═══ SOURCE MATERIAL

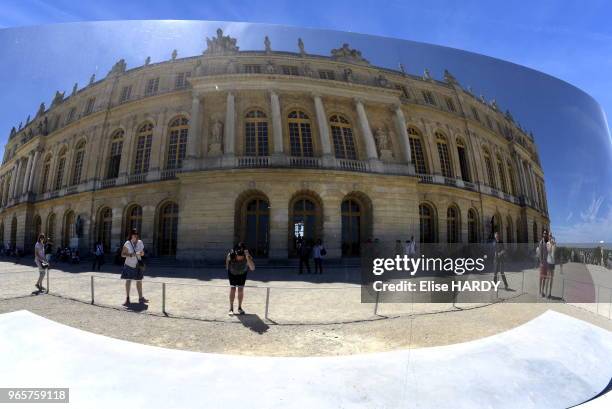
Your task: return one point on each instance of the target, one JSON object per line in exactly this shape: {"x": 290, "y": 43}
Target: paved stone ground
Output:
{"x": 345, "y": 326}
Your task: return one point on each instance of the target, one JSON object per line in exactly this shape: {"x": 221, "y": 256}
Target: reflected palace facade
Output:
{"x": 265, "y": 146}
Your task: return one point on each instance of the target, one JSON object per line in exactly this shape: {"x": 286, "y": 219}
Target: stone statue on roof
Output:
{"x": 347, "y": 54}
{"x": 221, "y": 44}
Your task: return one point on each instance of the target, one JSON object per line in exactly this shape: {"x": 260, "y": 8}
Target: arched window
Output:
{"x": 105, "y": 227}
{"x": 513, "y": 189}
{"x": 351, "y": 227}
{"x": 256, "y": 234}
{"x": 489, "y": 166}
{"x": 61, "y": 167}
{"x": 178, "y": 132}
{"x": 452, "y": 225}
{"x": 463, "y": 161}
{"x": 256, "y": 134}
{"x": 300, "y": 134}
{"x": 14, "y": 233}
{"x": 168, "y": 229}
{"x": 79, "y": 155}
{"x": 427, "y": 223}
{"x": 44, "y": 184}
{"x": 114, "y": 159}
{"x": 50, "y": 227}
{"x": 37, "y": 226}
{"x": 133, "y": 220}
{"x": 445, "y": 162}
{"x": 69, "y": 228}
{"x": 144, "y": 141}
{"x": 416, "y": 150}
{"x": 509, "y": 230}
{"x": 342, "y": 135}
{"x": 472, "y": 226}
{"x": 502, "y": 174}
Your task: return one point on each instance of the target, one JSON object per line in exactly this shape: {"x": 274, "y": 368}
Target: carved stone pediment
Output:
{"x": 347, "y": 54}
{"x": 221, "y": 44}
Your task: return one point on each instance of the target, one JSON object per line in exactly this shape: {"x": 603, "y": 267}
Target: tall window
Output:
{"x": 502, "y": 174}
{"x": 61, "y": 167}
{"x": 416, "y": 150}
{"x": 144, "y": 140}
{"x": 472, "y": 226}
{"x": 152, "y": 86}
{"x": 463, "y": 161}
{"x": 168, "y": 229}
{"x": 445, "y": 163}
{"x": 133, "y": 219}
{"x": 45, "y": 176}
{"x": 489, "y": 166}
{"x": 105, "y": 227}
{"x": 256, "y": 134}
{"x": 257, "y": 226}
{"x": 427, "y": 223}
{"x": 452, "y": 225}
{"x": 300, "y": 135}
{"x": 342, "y": 135}
{"x": 351, "y": 227}
{"x": 78, "y": 163}
{"x": 177, "y": 142}
{"x": 512, "y": 180}
{"x": 50, "y": 233}
{"x": 115, "y": 154}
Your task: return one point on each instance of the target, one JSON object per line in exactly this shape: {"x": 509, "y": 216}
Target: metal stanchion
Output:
{"x": 267, "y": 302}
{"x": 164, "y": 298}
{"x": 92, "y": 290}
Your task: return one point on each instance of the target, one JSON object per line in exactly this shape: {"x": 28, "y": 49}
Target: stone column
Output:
{"x": 229, "y": 130}
{"x": 26, "y": 178}
{"x": 33, "y": 171}
{"x": 375, "y": 164}
{"x": 323, "y": 127}
{"x": 194, "y": 141}
{"x": 400, "y": 124}
{"x": 277, "y": 124}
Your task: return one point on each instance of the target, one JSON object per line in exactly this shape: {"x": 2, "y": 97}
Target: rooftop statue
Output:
{"x": 347, "y": 54}
{"x": 221, "y": 44}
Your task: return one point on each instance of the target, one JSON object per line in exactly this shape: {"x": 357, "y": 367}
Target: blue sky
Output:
{"x": 571, "y": 40}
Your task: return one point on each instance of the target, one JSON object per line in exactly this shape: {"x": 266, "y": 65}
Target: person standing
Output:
{"x": 551, "y": 248}
{"x": 98, "y": 256}
{"x": 133, "y": 267}
{"x": 41, "y": 261}
{"x": 499, "y": 254}
{"x": 237, "y": 263}
{"x": 542, "y": 254}
{"x": 318, "y": 252}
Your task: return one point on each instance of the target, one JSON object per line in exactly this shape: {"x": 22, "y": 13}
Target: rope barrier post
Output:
{"x": 376, "y": 304}
{"x": 164, "y": 298}
{"x": 267, "y": 302}
{"x": 92, "y": 290}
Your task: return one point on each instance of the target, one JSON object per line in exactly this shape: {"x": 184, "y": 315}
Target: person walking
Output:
{"x": 133, "y": 267}
{"x": 237, "y": 263}
{"x": 318, "y": 252}
{"x": 98, "y": 256}
{"x": 499, "y": 254}
{"x": 551, "y": 248}
{"x": 41, "y": 261}
{"x": 542, "y": 255}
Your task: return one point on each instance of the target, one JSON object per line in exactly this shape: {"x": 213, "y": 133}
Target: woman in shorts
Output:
{"x": 133, "y": 251}
{"x": 237, "y": 263}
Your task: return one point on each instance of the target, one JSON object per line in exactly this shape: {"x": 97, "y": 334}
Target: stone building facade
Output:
{"x": 266, "y": 146}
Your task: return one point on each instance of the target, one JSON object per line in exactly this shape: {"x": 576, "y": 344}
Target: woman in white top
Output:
{"x": 133, "y": 251}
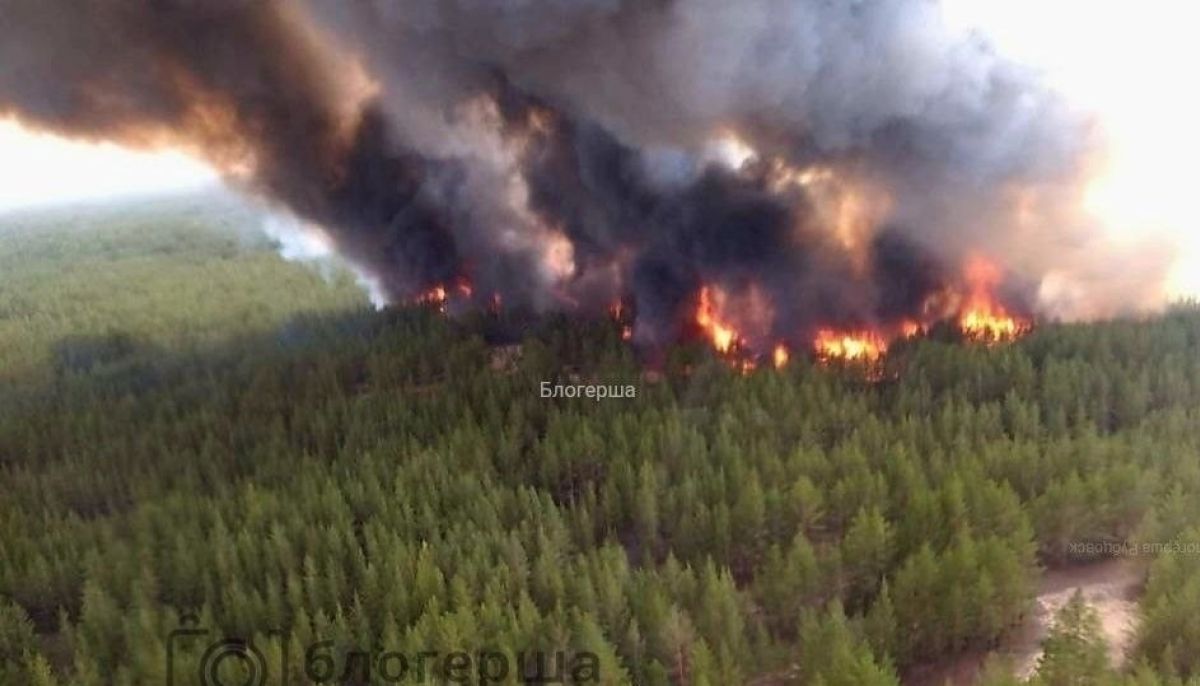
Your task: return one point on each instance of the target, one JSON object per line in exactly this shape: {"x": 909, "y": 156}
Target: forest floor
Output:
{"x": 1110, "y": 587}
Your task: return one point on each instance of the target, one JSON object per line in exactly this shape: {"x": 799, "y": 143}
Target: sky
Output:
{"x": 1132, "y": 62}
{"x": 39, "y": 169}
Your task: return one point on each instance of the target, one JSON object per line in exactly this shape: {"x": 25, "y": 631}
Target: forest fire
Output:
{"x": 780, "y": 356}
{"x": 983, "y": 318}
{"x": 723, "y": 336}
{"x": 849, "y": 345}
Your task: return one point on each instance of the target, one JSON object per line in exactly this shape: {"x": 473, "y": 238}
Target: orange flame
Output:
{"x": 780, "y": 356}
{"x": 850, "y": 345}
{"x": 723, "y": 335}
{"x": 982, "y": 317}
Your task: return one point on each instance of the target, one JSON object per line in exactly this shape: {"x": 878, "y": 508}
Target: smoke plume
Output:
{"x": 811, "y": 164}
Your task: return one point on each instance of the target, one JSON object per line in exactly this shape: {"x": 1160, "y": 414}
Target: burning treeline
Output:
{"x": 773, "y": 175}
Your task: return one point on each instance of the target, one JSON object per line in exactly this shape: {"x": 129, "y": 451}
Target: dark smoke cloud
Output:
{"x": 561, "y": 154}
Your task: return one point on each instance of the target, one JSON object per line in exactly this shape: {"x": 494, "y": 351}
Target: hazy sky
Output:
{"x": 1132, "y": 62}
{"x": 41, "y": 169}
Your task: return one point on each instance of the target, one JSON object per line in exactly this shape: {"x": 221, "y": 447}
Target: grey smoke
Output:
{"x": 450, "y": 170}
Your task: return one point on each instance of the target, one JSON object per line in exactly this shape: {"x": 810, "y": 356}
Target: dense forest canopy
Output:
{"x": 192, "y": 426}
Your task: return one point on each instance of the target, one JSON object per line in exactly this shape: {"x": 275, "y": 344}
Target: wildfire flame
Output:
{"x": 780, "y": 356}
{"x": 850, "y": 345}
{"x": 721, "y": 334}
{"x": 983, "y": 317}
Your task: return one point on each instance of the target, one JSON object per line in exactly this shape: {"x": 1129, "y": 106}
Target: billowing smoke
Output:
{"x": 803, "y": 163}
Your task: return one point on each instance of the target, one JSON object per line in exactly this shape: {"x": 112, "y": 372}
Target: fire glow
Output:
{"x": 723, "y": 336}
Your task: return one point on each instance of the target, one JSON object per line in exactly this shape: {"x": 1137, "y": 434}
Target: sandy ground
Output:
{"x": 1110, "y": 587}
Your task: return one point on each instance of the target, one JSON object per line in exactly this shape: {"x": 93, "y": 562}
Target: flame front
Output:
{"x": 780, "y": 356}
{"x": 721, "y": 334}
{"x": 983, "y": 317}
{"x": 850, "y": 345}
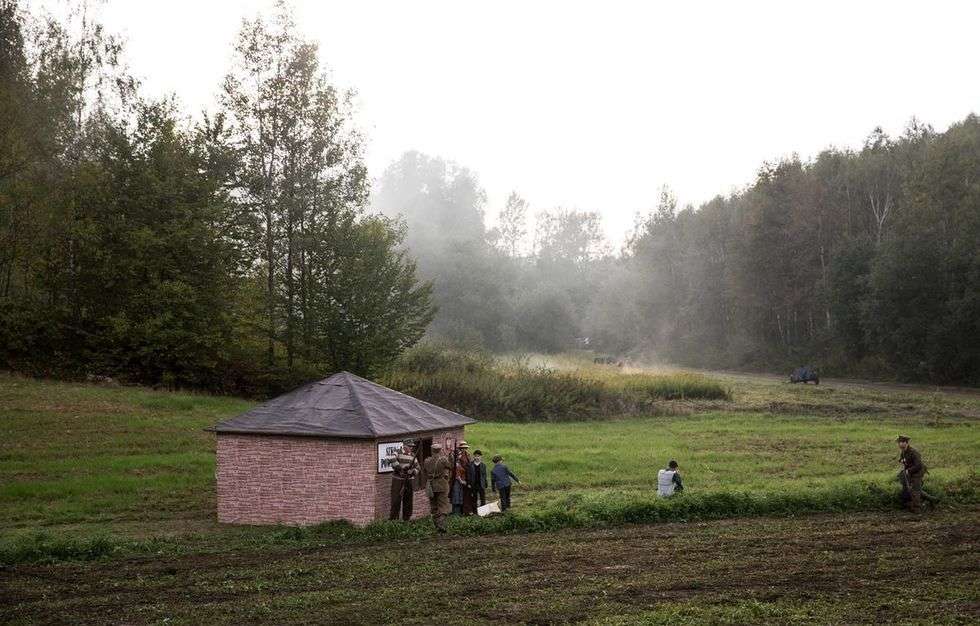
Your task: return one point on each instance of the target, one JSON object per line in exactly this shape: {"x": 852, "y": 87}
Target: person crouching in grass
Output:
{"x": 669, "y": 480}
{"x": 501, "y": 479}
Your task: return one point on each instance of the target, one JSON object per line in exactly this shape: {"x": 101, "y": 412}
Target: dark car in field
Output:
{"x": 804, "y": 375}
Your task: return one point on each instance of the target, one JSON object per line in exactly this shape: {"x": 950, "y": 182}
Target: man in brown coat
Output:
{"x": 914, "y": 470}
{"x": 438, "y": 469}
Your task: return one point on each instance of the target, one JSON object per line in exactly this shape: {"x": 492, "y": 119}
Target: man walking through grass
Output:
{"x": 501, "y": 479}
{"x": 914, "y": 471}
{"x": 669, "y": 480}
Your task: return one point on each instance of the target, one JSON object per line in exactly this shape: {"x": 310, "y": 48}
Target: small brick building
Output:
{"x": 320, "y": 453}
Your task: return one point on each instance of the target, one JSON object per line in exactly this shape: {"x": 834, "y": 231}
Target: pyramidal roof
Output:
{"x": 343, "y": 405}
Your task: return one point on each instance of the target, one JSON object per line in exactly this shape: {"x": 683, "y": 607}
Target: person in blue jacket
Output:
{"x": 500, "y": 480}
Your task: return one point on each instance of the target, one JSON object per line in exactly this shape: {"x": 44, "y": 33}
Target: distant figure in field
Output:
{"x": 913, "y": 471}
{"x": 669, "y": 480}
{"x": 500, "y": 479}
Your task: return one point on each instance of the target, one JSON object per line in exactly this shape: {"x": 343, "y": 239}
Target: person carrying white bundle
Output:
{"x": 669, "y": 480}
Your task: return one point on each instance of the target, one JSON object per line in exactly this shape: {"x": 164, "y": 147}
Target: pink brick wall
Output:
{"x": 294, "y": 480}
{"x": 304, "y": 480}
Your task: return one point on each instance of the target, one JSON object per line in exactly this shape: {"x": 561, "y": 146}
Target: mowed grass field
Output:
{"x": 128, "y": 473}
{"x": 84, "y": 459}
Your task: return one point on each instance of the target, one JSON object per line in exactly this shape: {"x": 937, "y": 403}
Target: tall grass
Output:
{"x": 474, "y": 384}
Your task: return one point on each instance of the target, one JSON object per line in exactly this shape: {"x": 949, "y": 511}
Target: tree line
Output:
{"x": 860, "y": 262}
{"x": 248, "y": 249}
{"x": 232, "y": 252}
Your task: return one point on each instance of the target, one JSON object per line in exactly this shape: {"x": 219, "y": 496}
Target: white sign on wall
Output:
{"x": 386, "y": 450}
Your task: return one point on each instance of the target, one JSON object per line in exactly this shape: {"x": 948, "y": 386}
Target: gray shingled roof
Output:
{"x": 343, "y": 405}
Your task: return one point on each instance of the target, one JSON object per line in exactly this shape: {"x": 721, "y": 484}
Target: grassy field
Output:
{"x": 116, "y": 486}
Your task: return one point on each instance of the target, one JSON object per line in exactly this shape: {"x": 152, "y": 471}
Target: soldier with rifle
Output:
{"x": 913, "y": 471}
{"x": 438, "y": 470}
{"x": 405, "y": 468}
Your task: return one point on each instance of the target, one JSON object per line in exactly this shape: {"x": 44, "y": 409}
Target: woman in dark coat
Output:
{"x": 477, "y": 478}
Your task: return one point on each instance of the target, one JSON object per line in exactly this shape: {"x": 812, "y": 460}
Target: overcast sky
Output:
{"x": 596, "y": 105}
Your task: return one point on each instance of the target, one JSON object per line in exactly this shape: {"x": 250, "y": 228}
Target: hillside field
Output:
{"x": 107, "y": 500}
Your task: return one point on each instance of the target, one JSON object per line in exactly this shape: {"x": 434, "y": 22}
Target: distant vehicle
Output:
{"x": 804, "y": 375}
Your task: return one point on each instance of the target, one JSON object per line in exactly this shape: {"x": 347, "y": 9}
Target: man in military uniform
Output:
{"x": 405, "y": 468}
{"x": 914, "y": 470}
{"x": 438, "y": 469}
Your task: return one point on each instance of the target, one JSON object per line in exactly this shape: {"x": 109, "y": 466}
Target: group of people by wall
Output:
{"x": 455, "y": 481}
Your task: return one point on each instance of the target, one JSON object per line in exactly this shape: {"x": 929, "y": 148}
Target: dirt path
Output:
{"x": 858, "y": 568}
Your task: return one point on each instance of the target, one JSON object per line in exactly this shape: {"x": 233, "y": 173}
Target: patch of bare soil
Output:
{"x": 572, "y": 572}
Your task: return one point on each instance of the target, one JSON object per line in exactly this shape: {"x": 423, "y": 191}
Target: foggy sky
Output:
{"x": 596, "y": 105}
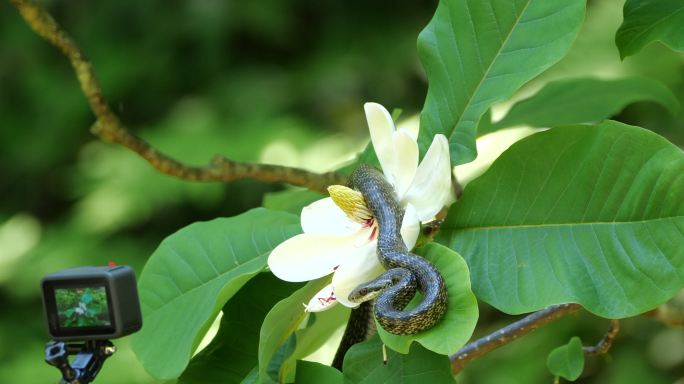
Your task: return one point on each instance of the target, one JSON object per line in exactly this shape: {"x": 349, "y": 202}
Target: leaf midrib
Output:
{"x": 208, "y": 282}
{"x": 485, "y": 74}
{"x": 554, "y": 225}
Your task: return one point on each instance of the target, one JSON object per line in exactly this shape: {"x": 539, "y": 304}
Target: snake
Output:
{"x": 406, "y": 273}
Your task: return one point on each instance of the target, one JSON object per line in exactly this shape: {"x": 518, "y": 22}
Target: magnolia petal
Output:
{"x": 431, "y": 188}
{"x": 324, "y": 217}
{"x": 381, "y": 128}
{"x": 410, "y": 227}
{"x": 356, "y": 271}
{"x": 405, "y": 161}
{"x": 306, "y": 256}
{"x": 324, "y": 299}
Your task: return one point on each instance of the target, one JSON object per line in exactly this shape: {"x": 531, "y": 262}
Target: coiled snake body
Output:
{"x": 406, "y": 272}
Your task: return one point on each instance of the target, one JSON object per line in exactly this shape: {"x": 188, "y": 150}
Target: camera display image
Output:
{"x": 82, "y": 307}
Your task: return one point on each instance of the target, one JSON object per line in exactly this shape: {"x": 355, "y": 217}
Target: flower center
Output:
{"x": 351, "y": 202}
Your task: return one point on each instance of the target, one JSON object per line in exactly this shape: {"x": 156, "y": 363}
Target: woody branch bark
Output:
{"x": 109, "y": 128}
{"x": 509, "y": 333}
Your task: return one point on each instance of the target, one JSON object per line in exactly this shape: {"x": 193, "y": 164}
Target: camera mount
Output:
{"x": 88, "y": 360}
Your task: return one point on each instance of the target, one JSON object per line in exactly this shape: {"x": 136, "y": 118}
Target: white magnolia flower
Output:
{"x": 338, "y": 243}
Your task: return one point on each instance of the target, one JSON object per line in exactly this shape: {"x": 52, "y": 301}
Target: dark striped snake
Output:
{"x": 406, "y": 272}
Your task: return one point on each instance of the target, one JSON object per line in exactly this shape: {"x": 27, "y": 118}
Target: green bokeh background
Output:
{"x": 279, "y": 81}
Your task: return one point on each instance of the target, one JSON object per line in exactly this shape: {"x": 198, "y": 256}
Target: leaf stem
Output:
{"x": 109, "y": 128}
{"x": 603, "y": 346}
{"x": 509, "y": 333}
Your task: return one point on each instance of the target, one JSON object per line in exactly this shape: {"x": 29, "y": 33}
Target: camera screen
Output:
{"x": 82, "y": 307}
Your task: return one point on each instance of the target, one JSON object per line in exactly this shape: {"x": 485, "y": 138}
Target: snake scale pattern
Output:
{"x": 406, "y": 272}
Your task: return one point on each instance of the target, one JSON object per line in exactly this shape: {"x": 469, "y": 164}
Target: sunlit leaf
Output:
{"x": 478, "y": 52}
{"x": 585, "y": 100}
{"x": 290, "y": 200}
{"x": 232, "y": 353}
{"x": 315, "y": 335}
{"x": 457, "y": 326}
{"x": 282, "y": 321}
{"x": 646, "y": 21}
{"x": 363, "y": 363}
{"x": 314, "y": 373}
{"x": 567, "y": 361}
{"x": 192, "y": 274}
{"x": 585, "y": 214}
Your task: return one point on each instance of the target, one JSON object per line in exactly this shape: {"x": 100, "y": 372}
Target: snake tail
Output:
{"x": 406, "y": 272}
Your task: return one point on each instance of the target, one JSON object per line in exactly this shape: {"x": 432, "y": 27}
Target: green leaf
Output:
{"x": 232, "y": 353}
{"x": 192, "y": 274}
{"x": 363, "y": 363}
{"x": 282, "y": 321}
{"x": 290, "y": 200}
{"x": 314, "y": 373}
{"x": 586, "y": 214}
{"x": 567, "y": 361}
{"x": 315, "y": 335}
{"x": 478, "y": 52}
{"x": 585, "y": 100}
{"x": 646, "y": 21}
{"x": 455, "y": 329}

══════

(WHAT IS NEEDED): Beginning at the line above with "Target: leaf stem" and finishing at the line with "Target: camera screen", return each line exactly and return nothing else.

(WRITTEN SOLUTION):
Target: leaf stem
Output:
{"x": 109, "y": 128}
{"x": 603, "y": 346}
{"x": 509, "y": 333}
Your task: return one point on each instance of the target, one JSON object per line in exactly this shape: {"x": 29, "y": 33}
Target: camera screen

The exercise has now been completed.